## REQUIRED WORK
Nothing in the records may be altered. Repeat them in full.

## Point-per-instance localization data

-----

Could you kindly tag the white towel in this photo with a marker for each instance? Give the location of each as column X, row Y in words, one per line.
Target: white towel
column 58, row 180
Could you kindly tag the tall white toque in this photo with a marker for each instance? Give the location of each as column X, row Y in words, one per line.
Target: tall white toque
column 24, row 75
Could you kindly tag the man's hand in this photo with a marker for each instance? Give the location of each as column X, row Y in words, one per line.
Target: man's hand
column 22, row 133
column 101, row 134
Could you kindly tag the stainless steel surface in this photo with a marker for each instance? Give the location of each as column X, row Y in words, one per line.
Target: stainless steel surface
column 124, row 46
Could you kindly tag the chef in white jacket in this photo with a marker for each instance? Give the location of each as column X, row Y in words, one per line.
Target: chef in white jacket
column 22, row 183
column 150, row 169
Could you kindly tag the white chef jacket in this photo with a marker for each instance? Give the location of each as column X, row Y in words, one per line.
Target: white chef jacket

-----

## RESULT OF THE TASK
Could you kindly tag the white towel in this photo with a marker for each instance? Give the location of each as column X, row Y in words, one per line.
Target: white towel
column 58, row 180
Could you kindly tag the tall white toque in this photo with a marker for each instance? Give the location of each as column X, row Y in words, one per line.
Target: tall white toque
column 24, row 75
Could you kindly tag the man's hand in this photo with a marker for each instance? Give the location of each as column X, row Y in words, one per line.
Target: man's hand
column 22, row 133
column 101, row 134
Could you kindly tag the stainless steel surface in this photo with a marker for each instance? Give the location of each as column X, row Y in words, one per line.
Target: stainless steel surface
column 124, row 46
Could you kindly tag the chef in white jacket in this photo with a marker for each instance? Give the location of each as column X, row Y in words, one per line.
Target: chef in white jacket
column 22, row 183
column 150, row 169
Could you kindly tag the white chef jacket in this photo with a marker for each instance? Give the location of each as column X, row Y in words, one per line.
Target: white chef jacket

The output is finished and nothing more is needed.